Distribution Conversions • faux

library(faux)
library(ggplot2)
library(ggExtra)
library(truncnorm)

For now, sim_design() only simulates multivariate normal distributions. You can use the conversion functions to convert values between distributions.

Truncated normal

Imagine you’re trying to simulate each participant’s mean score on 50 trials with 1-7 Likert responses and you only have the mean and SD from a previous paper to go on. simulating from a normal distribution is likely to give you impossible values, but you can convert to a truncated normal distribution.

Convert between a normal distribution with a mean of 3.5 and SD of 2.5 and a truncated normal distribution ranging from 1 to 7 with the same mean and sd. The red values below are outside the truncated range on the unbounded normal scale.

mu = 3.5
sd = 2.5
min = 1
max = 7

x_n <- rnorm(1000, mu, sd)
y_t <- norm2trunc(x_n, min, max)

x_t <- rtruncnorm(1000, min, max, mu, sd)
y_n <- trunc2norm(x_t, min , max)

If you omit the min and max values for trunc2norm(), it will set them outside the min and max of the data, but this can be really inaccurate, so set them yourself.

Likert

You can convert a normal distribution to any sample distribution if you can specify the probability of each level. You can specify probability as counts or proportions. If you use a named vector, the output will be a factor with those named levels.

mu = 0
sd = 1
prob = c('very low'  = 50, 
         'low'       = 80, 
         'medium'    = 100, 
         'high'      = 40, 
         'very high' = 20)


x_n <- rnorm(1000, mu, sd)
y_l <- norm2likert(x_n, prob)

Faux also provides distribution functions for Likert distributions that you define with the probabilities of each value.

rlikert

rlikert() returns a random sample from a distribution of Likert levels with the specified probabilities.

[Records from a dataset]
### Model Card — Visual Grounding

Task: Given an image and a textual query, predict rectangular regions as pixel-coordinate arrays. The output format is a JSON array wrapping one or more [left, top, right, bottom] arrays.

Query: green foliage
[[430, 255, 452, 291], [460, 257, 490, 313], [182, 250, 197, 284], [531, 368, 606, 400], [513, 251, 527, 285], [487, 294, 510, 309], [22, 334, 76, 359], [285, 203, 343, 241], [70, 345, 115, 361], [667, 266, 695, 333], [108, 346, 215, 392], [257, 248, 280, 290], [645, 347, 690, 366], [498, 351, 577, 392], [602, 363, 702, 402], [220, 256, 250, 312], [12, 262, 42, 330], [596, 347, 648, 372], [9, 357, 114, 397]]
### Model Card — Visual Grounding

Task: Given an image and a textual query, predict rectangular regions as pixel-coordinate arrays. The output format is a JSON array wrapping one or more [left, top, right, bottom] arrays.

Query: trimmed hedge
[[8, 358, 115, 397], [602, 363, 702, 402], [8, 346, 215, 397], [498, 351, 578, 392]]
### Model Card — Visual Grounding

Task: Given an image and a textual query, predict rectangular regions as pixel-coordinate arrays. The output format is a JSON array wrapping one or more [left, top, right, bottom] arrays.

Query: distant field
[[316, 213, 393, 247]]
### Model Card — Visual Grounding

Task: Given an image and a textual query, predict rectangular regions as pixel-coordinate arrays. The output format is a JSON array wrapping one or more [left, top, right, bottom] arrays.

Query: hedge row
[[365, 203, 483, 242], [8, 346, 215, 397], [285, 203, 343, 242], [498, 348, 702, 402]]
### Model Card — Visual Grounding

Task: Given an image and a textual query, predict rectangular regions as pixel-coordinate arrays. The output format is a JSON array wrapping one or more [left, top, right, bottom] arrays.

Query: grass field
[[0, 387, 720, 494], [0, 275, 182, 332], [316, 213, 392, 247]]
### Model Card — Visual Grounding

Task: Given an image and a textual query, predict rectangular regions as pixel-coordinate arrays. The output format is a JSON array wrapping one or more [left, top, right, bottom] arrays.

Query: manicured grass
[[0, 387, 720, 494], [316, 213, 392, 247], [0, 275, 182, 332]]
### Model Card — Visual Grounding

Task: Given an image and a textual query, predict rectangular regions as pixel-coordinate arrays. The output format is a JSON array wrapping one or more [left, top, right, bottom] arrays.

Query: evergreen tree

[Task instructions]
a: Name every package that the faux conversions page loads with library().
b: Rewrite the part of the faux conversions page that opens with "You can convert a" and closes with "high' = 20)", swapping "proportions" for "percentages".

[Replies]
a: faux, ggplot2, ggExtra, truncnorm

b:
You can convert a normal distribution to any sample distribution if you can specify the probability of each level. You can specify probability as counts or percentages. If you use a named vector, the output will be a factor with those named levels.

mu = 0
sd = 1
prob = c('very low'  = 50, 
         'low'       = 80, 
         'medium'    = 100, 
         'high'      = 40, 
         'very high' = 20)